#### Page text
======

Simplest properties of a homothety. A homothety with \$k\neq1\$ is a one-to-one mapping of the Euclidean space onto itself, with one fixed point. If \$k=1\$, the homothety is the identity transformation. A homothety maps a straight line (a plane) passing through its centre into itself; a straight line (a plane) not passing through its centre into a straight line (a plane) parallel to it; the angles between straight lines (planes) are preserved under this transformation. Under a homothety segments are mapped into parallel segments with a length which is \$|k|\$ times the original length, i.e. a homothety is a contraction (expansion) of the Euclidean space at the point \$O\$. Under a homothety a sphere is mapped into another sphere, and the centre of the former is mapped to the centre of the latter.

A homothety is most often specified (geometrically) by the homothety centre and a pair of corresponding points or by two pairs of corresponding points. A homothety is an affine transformation with one (and only one) fixed point.

In \$n\$-dimensional Euclidean space a homothety leaves the set of all \$k\$-dimensional subspaces invariant, \$k<n\$.

======

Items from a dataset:
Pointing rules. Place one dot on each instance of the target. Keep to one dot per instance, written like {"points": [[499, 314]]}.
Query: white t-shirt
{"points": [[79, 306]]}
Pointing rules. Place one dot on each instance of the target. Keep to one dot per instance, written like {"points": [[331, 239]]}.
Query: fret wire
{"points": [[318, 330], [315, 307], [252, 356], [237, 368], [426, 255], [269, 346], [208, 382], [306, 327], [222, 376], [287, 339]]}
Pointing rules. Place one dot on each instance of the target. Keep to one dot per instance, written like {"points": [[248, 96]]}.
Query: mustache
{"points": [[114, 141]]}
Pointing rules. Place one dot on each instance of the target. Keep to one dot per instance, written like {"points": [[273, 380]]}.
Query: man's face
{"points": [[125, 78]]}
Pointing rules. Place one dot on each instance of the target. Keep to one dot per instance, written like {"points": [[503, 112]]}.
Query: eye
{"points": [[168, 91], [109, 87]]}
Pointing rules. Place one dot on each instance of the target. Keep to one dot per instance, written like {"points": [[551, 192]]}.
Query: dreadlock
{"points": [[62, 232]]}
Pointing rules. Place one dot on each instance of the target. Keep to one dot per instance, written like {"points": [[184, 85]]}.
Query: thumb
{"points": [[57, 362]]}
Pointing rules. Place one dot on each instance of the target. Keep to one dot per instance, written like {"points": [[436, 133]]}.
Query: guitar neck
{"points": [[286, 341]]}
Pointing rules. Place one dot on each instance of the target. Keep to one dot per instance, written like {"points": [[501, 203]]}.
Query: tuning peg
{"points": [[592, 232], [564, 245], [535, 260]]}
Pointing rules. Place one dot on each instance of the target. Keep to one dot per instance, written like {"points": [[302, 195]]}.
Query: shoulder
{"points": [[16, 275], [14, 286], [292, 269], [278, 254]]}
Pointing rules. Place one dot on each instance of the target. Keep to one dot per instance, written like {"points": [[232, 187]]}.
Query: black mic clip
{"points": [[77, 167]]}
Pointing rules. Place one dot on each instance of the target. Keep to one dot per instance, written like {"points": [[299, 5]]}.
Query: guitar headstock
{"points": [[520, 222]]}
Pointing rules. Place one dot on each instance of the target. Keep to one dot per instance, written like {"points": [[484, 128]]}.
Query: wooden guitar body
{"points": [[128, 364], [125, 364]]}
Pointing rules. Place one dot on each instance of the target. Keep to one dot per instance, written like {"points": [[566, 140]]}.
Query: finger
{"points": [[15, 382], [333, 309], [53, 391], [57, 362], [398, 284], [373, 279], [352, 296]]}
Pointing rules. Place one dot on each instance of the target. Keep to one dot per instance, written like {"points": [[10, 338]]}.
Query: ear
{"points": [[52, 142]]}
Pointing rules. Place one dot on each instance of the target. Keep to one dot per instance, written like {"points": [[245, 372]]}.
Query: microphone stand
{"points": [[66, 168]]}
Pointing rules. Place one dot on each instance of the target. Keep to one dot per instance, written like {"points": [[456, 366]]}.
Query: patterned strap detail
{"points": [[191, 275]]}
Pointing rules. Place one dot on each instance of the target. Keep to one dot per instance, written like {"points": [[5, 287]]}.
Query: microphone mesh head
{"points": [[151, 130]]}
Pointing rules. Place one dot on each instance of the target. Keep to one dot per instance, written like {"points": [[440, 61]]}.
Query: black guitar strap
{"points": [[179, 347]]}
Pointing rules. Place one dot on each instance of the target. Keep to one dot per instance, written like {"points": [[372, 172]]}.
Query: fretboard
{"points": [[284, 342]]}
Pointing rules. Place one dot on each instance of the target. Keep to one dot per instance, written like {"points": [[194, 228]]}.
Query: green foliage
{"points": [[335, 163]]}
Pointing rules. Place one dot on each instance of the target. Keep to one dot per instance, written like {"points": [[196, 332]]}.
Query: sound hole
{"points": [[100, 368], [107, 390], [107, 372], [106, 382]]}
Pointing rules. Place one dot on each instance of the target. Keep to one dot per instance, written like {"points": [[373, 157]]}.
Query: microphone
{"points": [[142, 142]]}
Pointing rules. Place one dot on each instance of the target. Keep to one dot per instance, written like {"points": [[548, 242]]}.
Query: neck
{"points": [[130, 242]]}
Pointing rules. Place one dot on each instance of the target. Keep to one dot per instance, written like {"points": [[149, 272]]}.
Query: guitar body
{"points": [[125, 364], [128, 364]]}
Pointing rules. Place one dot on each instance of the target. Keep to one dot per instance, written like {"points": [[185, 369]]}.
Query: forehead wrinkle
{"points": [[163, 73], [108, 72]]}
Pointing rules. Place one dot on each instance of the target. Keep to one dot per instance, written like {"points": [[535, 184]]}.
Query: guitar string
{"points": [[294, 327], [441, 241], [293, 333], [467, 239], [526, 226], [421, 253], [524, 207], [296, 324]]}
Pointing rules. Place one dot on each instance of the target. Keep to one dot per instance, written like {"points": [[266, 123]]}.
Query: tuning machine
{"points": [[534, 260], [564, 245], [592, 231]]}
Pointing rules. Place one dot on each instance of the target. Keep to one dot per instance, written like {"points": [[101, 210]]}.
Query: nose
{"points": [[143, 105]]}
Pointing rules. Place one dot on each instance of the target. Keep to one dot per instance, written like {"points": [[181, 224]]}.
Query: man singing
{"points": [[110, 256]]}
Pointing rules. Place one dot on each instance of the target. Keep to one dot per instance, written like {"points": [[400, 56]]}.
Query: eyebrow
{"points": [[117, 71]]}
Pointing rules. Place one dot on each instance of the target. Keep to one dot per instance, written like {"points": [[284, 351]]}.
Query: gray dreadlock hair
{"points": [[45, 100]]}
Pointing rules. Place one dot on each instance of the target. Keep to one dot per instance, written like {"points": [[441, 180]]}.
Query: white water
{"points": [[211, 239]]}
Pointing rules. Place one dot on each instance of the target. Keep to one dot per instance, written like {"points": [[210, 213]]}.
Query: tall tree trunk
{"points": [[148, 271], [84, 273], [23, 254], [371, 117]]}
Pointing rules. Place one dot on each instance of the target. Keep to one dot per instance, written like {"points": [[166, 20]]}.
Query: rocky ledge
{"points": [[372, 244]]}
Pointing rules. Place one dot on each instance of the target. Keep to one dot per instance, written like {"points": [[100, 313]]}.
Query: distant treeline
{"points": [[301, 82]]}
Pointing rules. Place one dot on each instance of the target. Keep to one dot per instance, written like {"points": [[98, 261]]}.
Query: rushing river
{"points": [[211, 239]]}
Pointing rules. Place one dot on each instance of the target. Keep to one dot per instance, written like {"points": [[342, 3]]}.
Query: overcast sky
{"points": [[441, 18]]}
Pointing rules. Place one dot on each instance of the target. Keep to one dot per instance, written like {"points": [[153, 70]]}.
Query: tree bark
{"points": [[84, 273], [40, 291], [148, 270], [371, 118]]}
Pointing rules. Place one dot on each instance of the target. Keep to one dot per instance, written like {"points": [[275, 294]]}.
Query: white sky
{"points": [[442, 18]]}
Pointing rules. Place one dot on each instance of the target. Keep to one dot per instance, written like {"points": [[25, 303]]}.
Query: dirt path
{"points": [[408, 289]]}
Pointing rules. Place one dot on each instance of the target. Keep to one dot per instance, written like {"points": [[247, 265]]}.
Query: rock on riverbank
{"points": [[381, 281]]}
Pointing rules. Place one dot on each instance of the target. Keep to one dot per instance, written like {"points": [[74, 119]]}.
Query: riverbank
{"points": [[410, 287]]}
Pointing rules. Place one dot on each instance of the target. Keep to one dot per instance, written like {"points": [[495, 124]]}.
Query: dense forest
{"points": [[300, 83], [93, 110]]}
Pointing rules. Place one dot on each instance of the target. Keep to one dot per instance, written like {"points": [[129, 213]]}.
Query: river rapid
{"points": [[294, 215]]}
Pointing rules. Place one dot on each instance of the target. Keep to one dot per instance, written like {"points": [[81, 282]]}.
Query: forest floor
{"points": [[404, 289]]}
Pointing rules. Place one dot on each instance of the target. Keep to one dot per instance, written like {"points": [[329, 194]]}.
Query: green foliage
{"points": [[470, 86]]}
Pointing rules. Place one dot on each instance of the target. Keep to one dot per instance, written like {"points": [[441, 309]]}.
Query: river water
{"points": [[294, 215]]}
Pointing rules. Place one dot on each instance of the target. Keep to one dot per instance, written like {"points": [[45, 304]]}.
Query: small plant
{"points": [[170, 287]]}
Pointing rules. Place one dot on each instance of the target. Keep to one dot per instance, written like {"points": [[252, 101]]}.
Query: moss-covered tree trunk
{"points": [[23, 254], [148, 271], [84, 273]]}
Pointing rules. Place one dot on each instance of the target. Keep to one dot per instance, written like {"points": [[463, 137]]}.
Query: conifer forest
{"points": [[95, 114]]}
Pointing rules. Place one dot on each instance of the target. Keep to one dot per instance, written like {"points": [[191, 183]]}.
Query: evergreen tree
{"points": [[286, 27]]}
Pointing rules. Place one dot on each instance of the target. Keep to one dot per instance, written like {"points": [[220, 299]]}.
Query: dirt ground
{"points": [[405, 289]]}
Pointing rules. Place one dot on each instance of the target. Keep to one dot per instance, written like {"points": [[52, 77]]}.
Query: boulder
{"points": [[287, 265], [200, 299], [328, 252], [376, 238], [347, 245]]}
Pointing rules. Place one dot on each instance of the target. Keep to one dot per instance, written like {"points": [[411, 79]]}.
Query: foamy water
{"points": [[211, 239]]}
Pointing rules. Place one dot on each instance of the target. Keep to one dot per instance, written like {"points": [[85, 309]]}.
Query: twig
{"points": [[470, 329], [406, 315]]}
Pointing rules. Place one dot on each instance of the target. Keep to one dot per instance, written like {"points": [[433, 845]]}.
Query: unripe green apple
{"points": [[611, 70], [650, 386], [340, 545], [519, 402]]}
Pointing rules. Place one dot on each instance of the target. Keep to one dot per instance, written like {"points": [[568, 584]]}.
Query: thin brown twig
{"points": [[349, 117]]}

======

#### What is asked
Write the next part of the text on homotheties, starting right after its last sentence. The entries are separate material and are not part of the text on homotheties.

#### Answer to the task
A homothety is defined in a similar manner in pseudo-Euclidean spaces. A homothety in Riemannian spaces and in pseudo-Riemannian spaces is defined as a transformation that transforms the metric of the space into itself, up to a constant factor. The set of homotheties forms a Lie group of transformations, and the \$r\$-parameter homothety group of a Riemannian space contains the \$(r-1)\$-parameter normal subgroup of displacements.

#### Comments

A homothety is also called a central dilatation (cf. also Dilatation).

#### References

 [a1] M. Berger, "Geometry" , 1–2 , Springer (1987) (Translated from French) [a2] H.S.M. Coxeter, "Introduction to geometry" , Wiley (1961) [a3] E. Artin, "Geometric algebra" , Interscience (1957)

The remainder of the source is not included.